◆ Required action:
Answer these questions from the text on the pediatric hematology and oncology division:
1. Who leads the Division?
2. How many fellows have completed the joint fellowship program?
3. What percentage of United States government cancer research funding goes to studying childhood cancer?

◆ Document section:
Funding research that can lead to breakthrough results.
The Children’s Cancer & Blood Foundation has helped the Division of Pediatric Hematology and Oncology at New York Presbyterian- Weill Cornell Medical Center become one of the most comprehensive programs of its kind. Our Division is part of the Department of Pediatrics at Weill Cornell Medicine, which means that our patients receive state-of-the-art diagnostic and treatment options across all specialties, and enables their physicians to work collaboratively for the highest level of care and the best possible outcomes.
Our Division treats children of all racial, ethnic and financial backgrounds who are affected by childhood cancers and blood disorders, from all parts of New York City and the surrounding area. Many of our patient families demonstrate financial need. Support from CCBF ensures that every child treated in the Division receives the best available care, regardless of their family’s ability to pay.
Led by Dr. Sujit Sheth, the Division sponsors the nation’s largest thalassemia clinic, the most extensive hemophilia center in metropolitan New York, and the largest center for Immune Thrombocytopenic Purpura, or ITP, a platelet disorder. Each year, hundreds of patients receive consultations and treatments during thousands of visits to the Division. The Division’s staff of board-certified pediatric specialists, skilled pediatric nurses, social workers, child life specialists, and an art therapist work tirelessly to provide the most advanced and individualized care possible.
The Division also educates young physicians and scientists in the subspecialty of pediatric hematology and oncology through a joint fellowship program with the Department of Pediatrics at Memorial Sloan Kettering Cancer Center. To date, more than 200 fellows have completed the program. These fellows have gone on to become leading physicians in treating pediatric cancer and blood diseases in the United States and around the world.
CCBF is funding brighter futures through its support of groundbreaking research in pediatric hematology and oncology in the Division. This funding is critical to making advances in diagnosing, treating, and curing pediatric cancer and blood diseases. Almost no funding for pediatric cancer drugs comes from pharmaceutical companies, and only 4% of United States government cancer research funding goes to study childhood cancer. Collaboration between our researchers and our clinicians means that investments in research result in advances in treatment options for our patients. Your contributions ensure that our patients have access to the best and most cutting-edge treatments, including clinical trials.
Thanks to the development of new medications and treatment strategies for many childhood cancers and blood disorders, our young patients are living longer than ever. As survival rates increase, the quality of life for these survivors (such as long term survivorship care and fertility preservation) has become an increasing concern and an important part of our new programs. We aim not only to treat these young patients but to return them to lives that are as normal and productive as possible.

◆ Provided material:
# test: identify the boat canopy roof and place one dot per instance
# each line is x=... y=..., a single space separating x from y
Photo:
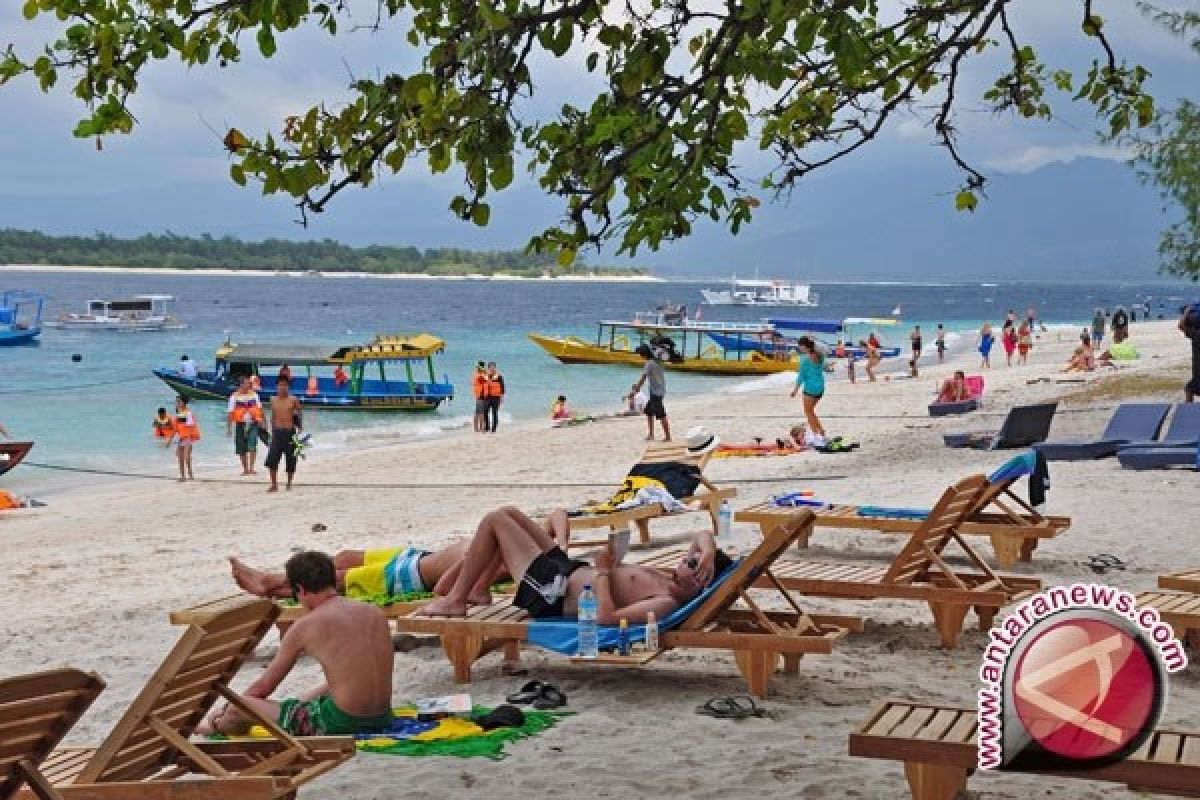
x=382 y=348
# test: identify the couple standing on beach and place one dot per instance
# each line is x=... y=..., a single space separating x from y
x=245 y=421
x=489 y=389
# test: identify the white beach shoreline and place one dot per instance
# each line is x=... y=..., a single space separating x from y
x=89 y=581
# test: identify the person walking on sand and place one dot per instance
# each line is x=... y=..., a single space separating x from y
x=478 y=383
x=1009 y=342
x=1189 y=325
x=286 y=420
x=349 y=639
x=655 y=382
x=493 y=392
x=987 y=340
x=1024 y=343
x=810 y=382
x=185 y=432
x=244 y=417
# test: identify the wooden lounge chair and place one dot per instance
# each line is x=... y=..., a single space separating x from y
x=756 y=638
x=1187 y=581
x=1012 y=524
x=939 y=747
x=1181 y=611
x=641 y=516
x=149 y=755
x=35 y=713
x=918 y=572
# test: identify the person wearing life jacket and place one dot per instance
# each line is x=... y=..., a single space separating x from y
x=163 y=426
x=477 y=385
x=244 y=419
x=186 y=432
x=493 y=390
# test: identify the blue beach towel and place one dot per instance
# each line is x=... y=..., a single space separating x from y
x=562 y=633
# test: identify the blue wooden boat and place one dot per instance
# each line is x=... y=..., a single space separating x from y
x=21 y=317
x=367 y=386
x=787 y=330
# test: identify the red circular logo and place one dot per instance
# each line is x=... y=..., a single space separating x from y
x=1085 y=689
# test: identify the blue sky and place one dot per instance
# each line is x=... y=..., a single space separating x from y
x=883 y=214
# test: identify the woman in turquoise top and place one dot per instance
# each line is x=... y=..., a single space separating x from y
x=810 y=379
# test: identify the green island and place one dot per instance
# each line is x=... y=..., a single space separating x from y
x=171 y=251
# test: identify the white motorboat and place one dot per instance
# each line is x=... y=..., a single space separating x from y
x=141 y=313
x=761 y=293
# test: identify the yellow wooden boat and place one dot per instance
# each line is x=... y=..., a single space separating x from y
x=617 y=343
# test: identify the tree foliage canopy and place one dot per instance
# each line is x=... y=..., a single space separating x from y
x=683 y=86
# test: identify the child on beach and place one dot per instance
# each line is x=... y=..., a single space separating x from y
x=1009 y=341
x=987 y=340
x=810 y=378
x=185 y=432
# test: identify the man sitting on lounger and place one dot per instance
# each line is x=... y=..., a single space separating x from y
x=349 y=639
x=549 y=583
x=389 y=572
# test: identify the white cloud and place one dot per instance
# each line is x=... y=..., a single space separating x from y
x=1037 y=156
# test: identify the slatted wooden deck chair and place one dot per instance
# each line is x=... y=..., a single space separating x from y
x=640 y=517
x=35 y=713
x=1012 y=524
x=1181 y=611
x=756 y=638
x=149 y=755
x=939 y=747
x=1187 y=581
x=918 y=572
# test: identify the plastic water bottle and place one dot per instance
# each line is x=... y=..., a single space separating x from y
x=725 y=522
x=589 y=645
x=652 y=633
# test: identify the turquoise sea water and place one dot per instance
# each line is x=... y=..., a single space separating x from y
x=96 y=413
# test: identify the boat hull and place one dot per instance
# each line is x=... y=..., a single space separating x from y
x=574 y=350
x=208 y=386
x=12 y=453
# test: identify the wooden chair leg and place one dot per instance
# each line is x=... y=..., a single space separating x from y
x=934 y=781
x=948 y=618
x=1007 y=549
x=643 y=531
x=462 y=650
x=756 y=667
x=1027 y=546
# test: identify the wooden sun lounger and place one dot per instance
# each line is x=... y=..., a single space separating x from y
x=1186 y=581
x=918 y=572
x=937 y=745
x=641 y=516
x=150 y=756
x=1179 y=609
x=755 y=637
x=35 y=713
x=1014 y=527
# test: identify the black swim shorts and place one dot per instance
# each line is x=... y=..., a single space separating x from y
x=654 y=408
x=543 y=589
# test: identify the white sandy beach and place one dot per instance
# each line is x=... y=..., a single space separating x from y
x=88 y=582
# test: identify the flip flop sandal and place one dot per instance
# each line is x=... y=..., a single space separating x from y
x=549 y=698
x=731 y=708
x=527 y=693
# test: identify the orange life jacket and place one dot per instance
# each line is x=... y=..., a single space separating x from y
x=493 y=385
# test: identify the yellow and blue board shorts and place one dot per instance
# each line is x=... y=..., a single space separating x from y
x=394 y=571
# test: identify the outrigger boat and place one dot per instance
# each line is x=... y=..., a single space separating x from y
x=359 y=391
x=789 y=330
x=21 y=317
x=141 y=313
x=687 y=346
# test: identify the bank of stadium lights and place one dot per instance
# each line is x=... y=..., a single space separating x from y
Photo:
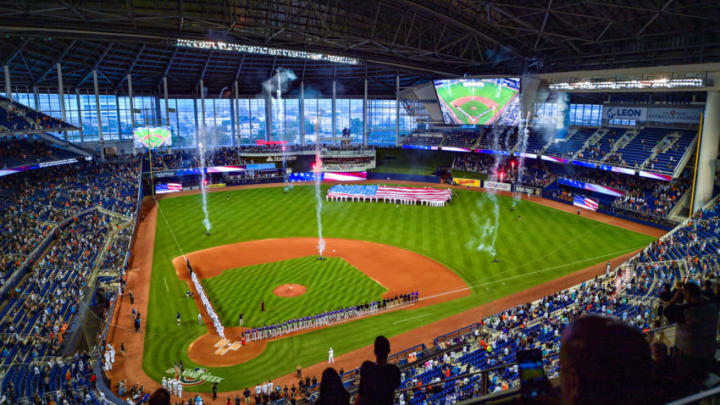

◆ Reply:
1. Dr. Sujit Sheth
2. More than 200
3. 4%